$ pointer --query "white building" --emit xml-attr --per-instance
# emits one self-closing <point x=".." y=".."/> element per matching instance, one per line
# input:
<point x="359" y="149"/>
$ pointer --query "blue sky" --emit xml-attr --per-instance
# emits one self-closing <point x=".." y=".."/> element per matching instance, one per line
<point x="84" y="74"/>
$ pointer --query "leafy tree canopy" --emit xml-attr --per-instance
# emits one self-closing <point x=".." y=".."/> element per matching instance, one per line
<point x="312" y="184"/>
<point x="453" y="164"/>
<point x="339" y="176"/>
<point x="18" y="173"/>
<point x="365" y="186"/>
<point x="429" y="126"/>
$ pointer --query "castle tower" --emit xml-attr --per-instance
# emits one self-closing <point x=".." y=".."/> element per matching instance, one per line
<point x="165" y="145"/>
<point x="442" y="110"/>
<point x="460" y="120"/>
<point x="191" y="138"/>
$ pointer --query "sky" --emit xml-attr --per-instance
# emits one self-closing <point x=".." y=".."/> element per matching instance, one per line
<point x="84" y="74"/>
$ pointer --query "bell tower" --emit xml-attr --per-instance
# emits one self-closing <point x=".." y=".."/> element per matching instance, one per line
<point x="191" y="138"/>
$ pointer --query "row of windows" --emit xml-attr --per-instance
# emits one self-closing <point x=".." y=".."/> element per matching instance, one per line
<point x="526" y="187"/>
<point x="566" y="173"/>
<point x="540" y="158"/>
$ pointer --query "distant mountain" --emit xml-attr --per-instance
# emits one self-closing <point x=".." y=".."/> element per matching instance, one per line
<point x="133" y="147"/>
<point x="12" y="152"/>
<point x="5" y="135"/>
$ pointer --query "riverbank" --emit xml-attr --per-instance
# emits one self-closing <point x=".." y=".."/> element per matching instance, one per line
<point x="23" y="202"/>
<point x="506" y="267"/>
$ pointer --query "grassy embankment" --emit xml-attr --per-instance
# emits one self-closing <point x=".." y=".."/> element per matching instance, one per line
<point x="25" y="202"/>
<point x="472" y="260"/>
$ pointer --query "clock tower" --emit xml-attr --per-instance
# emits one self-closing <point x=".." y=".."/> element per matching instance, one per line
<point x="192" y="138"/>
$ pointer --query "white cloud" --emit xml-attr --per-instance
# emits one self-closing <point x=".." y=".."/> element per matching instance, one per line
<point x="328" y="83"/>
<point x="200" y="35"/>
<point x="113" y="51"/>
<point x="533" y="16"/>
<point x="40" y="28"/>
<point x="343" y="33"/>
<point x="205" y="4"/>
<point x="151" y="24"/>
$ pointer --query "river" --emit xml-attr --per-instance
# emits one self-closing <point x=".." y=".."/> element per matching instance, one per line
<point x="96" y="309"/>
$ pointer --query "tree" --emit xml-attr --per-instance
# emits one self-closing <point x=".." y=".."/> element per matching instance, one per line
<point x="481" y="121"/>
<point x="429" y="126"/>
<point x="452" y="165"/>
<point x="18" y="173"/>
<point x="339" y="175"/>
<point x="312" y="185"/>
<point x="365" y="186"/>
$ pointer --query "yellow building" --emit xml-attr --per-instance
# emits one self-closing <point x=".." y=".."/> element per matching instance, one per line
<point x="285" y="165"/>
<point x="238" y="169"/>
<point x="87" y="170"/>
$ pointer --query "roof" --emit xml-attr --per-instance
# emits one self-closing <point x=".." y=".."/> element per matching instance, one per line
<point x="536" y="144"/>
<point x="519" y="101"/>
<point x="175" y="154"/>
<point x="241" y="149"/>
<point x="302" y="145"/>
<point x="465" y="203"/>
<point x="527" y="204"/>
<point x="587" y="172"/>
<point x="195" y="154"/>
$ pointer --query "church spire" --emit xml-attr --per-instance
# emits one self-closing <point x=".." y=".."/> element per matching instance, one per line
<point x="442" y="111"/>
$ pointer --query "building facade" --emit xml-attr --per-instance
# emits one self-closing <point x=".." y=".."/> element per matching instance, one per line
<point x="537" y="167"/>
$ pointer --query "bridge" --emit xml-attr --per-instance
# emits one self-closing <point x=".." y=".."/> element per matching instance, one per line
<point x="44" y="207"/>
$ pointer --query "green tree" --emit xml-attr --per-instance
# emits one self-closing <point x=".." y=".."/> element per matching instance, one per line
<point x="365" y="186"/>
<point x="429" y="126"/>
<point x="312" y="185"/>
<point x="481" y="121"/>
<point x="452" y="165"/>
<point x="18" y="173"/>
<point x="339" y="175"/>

----------------

◆ TASK TO COMPLETE ◆
Copy out the material word for word and line for line.

◆ ANSWER TO THE PROBLEM ◆
$ pointer --query "white building" --emit xml-attr --per-instance
# emits one self-closing <point x=".." y=".."/> element per matching instance, one per line
# input:
<point x="359" y="149"/>
$ pointer --query "blue sky" --emit xml-attr --per-instance
# emits one self-closing <point x=".." y=".."/> element per matching instance, one per line
<point x="84" y="74"/>
$ pointer --query "leafy tree canopy" --emit xml-attr --per-instance
# emits one self-closing <point x=".." y=".."/> element per matching instance, one per line
<point x="312" y="184"/>
<point x="453" y="164"/>
<point x="339" y="176"/>
<point x="18" y="173"/>
<point x="365" y="186"/>
<point x="429" y="126"/>
$ pointer --query "castle tower" --emit xml-attr --per-instance
# emits one self-closing <point x=".." y=".."/> element per matching instance, one per line
<point x="165" y="145"/>
<point x="442" y="110"/>
<point x="460" y="120"/>
<point x="191" y="138"/>
$ pointer --query "sky" --emit xml-attr --per-instance
# emits one self-closing <point x=".." y=".."/> element per matching instance, one per line
<point x="84" y="74"/>
$ pointer --query "bell tower" --emit xml-attr --per-instance
# emits one self-closing <point x=".." y=".."/> element per matching instance, one per line
<point x="191" y="138"/>
$ pointer --query "row of windows" --emit xml-attr --per-instance
# emits one self-closing <point x=".." y=".."/> element per matching instance, one per line
<point x="526" y="187"/>
<point x="566" y="173"/>
<point x="540" y="158"/>
$ pointer --query "distant mountain" --emit xml-attr --per-instance
# emits one self-closing <point x=".." y=".."/> element per matching instance, one per line
<point x="133" y="147"/>
<point x="12" y="152"/>
<point x="5" y="135"/>
$ pointer --query "riverbank" --emit xml-attr --per-instance
# emits one self-closing <point x=".." y=".."/> element per matching instance, one per line
<point x="23" y="202"/>
<point x="506" y="267"/>
$ pointer --query "grassy embankment" --emit xml-attr --per-instance
# emits one self-closing <point x=".." y=".."/> element per matching instance, one per line
<point x="25" y="202"/>
<point x="472" y="260"/>
$ pointer --query "clock tower" --emit xml-attr --per-instance
# emits one self-closing <point x=".." y=".."/> element per matching instance, one per line
<point x="192" y="138"/>
$ pointer --query "white cloud" --emit xml-attr --per-instance
# emits one self-closing <point x=".." y=".."/> element per matching instance, one per line
<point x="328" y="83"/>
<point x="200" y="35"/>
<point x="113" y="51"/>
<point x="533" y="16"/>
<point x="40" y="28"/>
<point x="343" y="33"/>
<point x="205" y="4"/>
<point x="151" y="24"/>
$ pointer --query "river" --emit xml-attr --per-instance
# emits one self-closing <point x=".." y=".."/> element per matching instance, one per line
<point x="96" y="309"/>
$ pointer --query "tree" --emit xml-attr --per-instance
# emits one self-closing <point x=".." y=".."/> element per matching instance, one per line
<point x="481" y="121"/>
<point x="429" y="126"/>
<point x="452" y="165"/>
<point x="18" y="173"/>
<point x="339" y="175"/>
<point x="312" y="185"/>
<point x="365" y="186"/>
$ pointer --query "yellow building" --emit xml-attr --per-instance
# emits one self-closing <point x=".." y=".."/> element per matching instance, one per line
<point x="285" y="165"/>
<point x="238" y="169"/>
<point x="87" y="170"/>
$ pointer --query "roof" --emit xml-attr --per-instance
# emits one self-closing <point x=".." y=".."/> element per matching instance, one per line
<point x="536" y="144"/>
<point x="519" y="101"/>
<point x="175" y="154"/>
<point x="241" y="149"/>
<point x="302" y="145"/>
<point x="465" y="203"/>
<point x="527" y="204"/>
<point x="587" y="172"/>
<point x="195" y="154"/>
$ pointer --query "church spire" --emit xml-attr --per-instance
# emits one self-closing <point x=".." y=".."/> element per matching instance, one per line
<point x="442" y="111"/>
$ pointer --query "building facade" --emit xml-attr --per-instance
# emits one self-closing <point x=".." y=".."/> element per matching instance, one per line
<point x="537" y="167"/>
$ pointer --query "bridge" --emit xml-attr --per-instance
# emits one self-closing <point x=".." y=".."/> element per matching instance, one per line
<point x="44" y="207"/>
$ pointer --query "green tree" --emit xml-attr --per-instance
# emits one self-closing <point x=".." y=".."/> element per matching instance, one per line
<point x="365" y="186"/>
<point x="429" y="126"/>
<point x="312" y="185"/>
<point x="481" y="121"/>
<point x="452" y="165"/>
<point x="18" y="173"/>
<point x="339" y="175"/>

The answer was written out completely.